## OPIS ZADANIA
Przepisz w formie krótkiej listy akapit zaczynający się od słów „Jednocześnie Premier Mateusz Morawiecki” z poniższego fragmentu o strategii zarządzania długiem. Zachowaj jego główne fakty.

Jednak z perspektywy formalnego planowania budżetu i finansowania deficytu nie można zakładać, że wyemitujemy mniej obligacji niż planowany limit deficytu. Naturalne oszczędności są jedynie założeniem życzeniowym. Dysponenci budżetowi mają prawo do wydania w 100 procentach swoich limitów, a minister finansów musi zapewnić im w 100 procentach sfinansowanie tych limitów z obligacji lub z dochodów. Dlatego Ministerstwo Finansów nie mogło przyjąć naturalnych oszczędności dla roku 2024, ponieważ to stanowiłoby poważne naruszenie zasad planowania budżetowego. Zatem kuriozalne jest zakładanie tych oszczędności w latach kolejnych. Zresztą nigdy w dotychczasowej historii przygotowania strategii zarządzania długiem nie przyjmowano tego założenia. Powoduje to, że strategia zarządzania długiem jest niespójna ze Stabilizującą Regułą Wydatkową (SRW).

Dobry nastrój społeczeństwa przed wyborami
Po co te wszystkie manipulacje i kombinacje w strategii zarządzania długiem? Po pierwsze rząd Premiera Morawieckiego przed wyborami doskonale wiedział, że wobec Polski wszczęta będzie procedura nadmiernego deficytu (EDP) i że będzie trzeba redukować deficyt. Musieli zaplanować cięcia w strategii na lata 2025-2027. Choć przy EDP dostosowanie fiskalne wynosiłoby zapewne 0,5 pkt. proc. PKB, a nie 1 pkt. proc.
Jednocześnie Premier Mateusz Morawiecki i Minister Finansów Magdalena Rzeczkowska chcieli ukryć przed Polakami, że zadłużenie finansów publicznych, według ich własnej prognozy i przyjętych limitów w SRW i poza regułą, przekroczy 60 proc. PKB. To musiałoby przed wyborami wywołać dyskusję o stanie finansów państwa. Dlatego zaplanowanie zostały dwukrotnie większe cięcia w strategii niż ujawniono w regule wydatkowej SRW. Stąd też założenie dodatkowo tzw. „naturalnych oszczędności”, co nie było wcześniej praktykowane.
Kolejny aspekt to kompletna marginalizacja roli Ministra Finansów. Minister Finansów jest teraz księgową, nie ma kontroli – lub ta kontrola jest iluzoryczna – nad planami wydatkowymi w równoległym budżecie, w funduszach pozabudżetowych przy BGK i PFR. Być może w ostatniej chwili wyliczenia pokazały, że po dodaniu długu w tych podmiotach, relacja długu do PKB może wynieść ponad 60 proc. Jedyne co w ostatniej chwili można było zrobic przed wyborami, to zmanipulować prognozy bez podawania jak konkretnie zmiany miałyby zostać osiągnięte.

Przechowywany materiał
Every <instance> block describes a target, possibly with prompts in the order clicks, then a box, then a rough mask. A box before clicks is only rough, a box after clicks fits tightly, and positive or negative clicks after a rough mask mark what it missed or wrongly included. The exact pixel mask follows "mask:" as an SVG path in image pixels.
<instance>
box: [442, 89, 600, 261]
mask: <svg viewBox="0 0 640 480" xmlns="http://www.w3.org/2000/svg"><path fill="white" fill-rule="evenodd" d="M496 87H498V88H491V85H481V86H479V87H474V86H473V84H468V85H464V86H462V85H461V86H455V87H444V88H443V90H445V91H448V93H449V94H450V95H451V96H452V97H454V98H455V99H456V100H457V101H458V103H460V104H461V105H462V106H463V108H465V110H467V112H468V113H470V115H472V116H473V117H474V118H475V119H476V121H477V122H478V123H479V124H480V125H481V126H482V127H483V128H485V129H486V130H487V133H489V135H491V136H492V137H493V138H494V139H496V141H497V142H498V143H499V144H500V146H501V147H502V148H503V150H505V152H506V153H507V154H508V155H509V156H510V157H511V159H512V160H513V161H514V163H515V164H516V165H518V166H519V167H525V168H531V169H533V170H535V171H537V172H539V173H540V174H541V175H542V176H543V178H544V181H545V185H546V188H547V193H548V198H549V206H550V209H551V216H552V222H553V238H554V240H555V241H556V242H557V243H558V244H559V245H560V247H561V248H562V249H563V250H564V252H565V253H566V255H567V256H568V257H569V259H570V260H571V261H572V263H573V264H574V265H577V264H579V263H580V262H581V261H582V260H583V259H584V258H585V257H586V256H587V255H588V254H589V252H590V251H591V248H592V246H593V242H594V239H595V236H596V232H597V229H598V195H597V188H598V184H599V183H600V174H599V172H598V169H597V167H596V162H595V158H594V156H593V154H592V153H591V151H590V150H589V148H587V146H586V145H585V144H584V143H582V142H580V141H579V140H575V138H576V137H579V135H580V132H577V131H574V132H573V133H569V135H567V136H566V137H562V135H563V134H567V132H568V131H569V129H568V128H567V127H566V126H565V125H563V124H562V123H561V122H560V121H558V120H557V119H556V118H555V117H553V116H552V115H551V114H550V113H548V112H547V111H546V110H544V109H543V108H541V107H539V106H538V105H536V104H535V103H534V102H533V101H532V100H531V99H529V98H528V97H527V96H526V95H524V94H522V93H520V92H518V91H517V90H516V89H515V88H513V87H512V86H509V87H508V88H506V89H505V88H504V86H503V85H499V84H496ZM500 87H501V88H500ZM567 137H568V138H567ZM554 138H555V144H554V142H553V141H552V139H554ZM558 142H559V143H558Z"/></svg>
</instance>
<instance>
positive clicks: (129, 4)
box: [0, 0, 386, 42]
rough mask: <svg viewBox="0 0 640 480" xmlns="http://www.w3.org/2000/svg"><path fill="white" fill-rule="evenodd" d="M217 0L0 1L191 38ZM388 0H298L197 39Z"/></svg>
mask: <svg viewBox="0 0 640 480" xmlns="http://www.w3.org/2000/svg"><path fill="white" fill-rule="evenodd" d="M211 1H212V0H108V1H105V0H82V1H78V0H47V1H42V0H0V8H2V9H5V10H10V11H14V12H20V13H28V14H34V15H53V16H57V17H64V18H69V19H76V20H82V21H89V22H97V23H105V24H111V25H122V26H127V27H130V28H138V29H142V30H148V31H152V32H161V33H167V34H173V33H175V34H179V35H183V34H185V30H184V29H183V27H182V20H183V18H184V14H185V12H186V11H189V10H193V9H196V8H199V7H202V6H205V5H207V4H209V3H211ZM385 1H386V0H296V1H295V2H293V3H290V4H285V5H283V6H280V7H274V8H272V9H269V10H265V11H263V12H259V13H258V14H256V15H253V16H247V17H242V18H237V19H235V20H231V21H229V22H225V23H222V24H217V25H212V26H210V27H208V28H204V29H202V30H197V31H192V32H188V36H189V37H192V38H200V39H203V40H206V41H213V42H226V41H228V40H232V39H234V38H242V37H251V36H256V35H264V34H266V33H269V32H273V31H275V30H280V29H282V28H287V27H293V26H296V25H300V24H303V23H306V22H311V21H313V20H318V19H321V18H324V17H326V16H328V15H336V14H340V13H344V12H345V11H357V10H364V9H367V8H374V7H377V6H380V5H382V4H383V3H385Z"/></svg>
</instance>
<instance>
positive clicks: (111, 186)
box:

## WYNIK ZADANIA
- Premier Mateusz Morawiecki i Minister Finansów Magdalena Rzeczkowska chcieli ukryć przed Polakami, że zadłużenie finansów publicznych przekroczy 60 proc. PKB. Wynikało to z ich własnej prognozy oraz z limitów przyjętych w SRW i poza regułą.
- Ujawnienie tego przed wyborami wywołałoby dyskusję o stanie finansów państwa.
- Dlatego w strategii zaplanowano cięcia dwukrotnie większe niż te ujawnione w regule wydatkowej SRW.
- Z tego samego powodu przyjęto dodatkowo założenie tzw. „naturalnych oszczędności”, czego wcześniej nie praktykowano.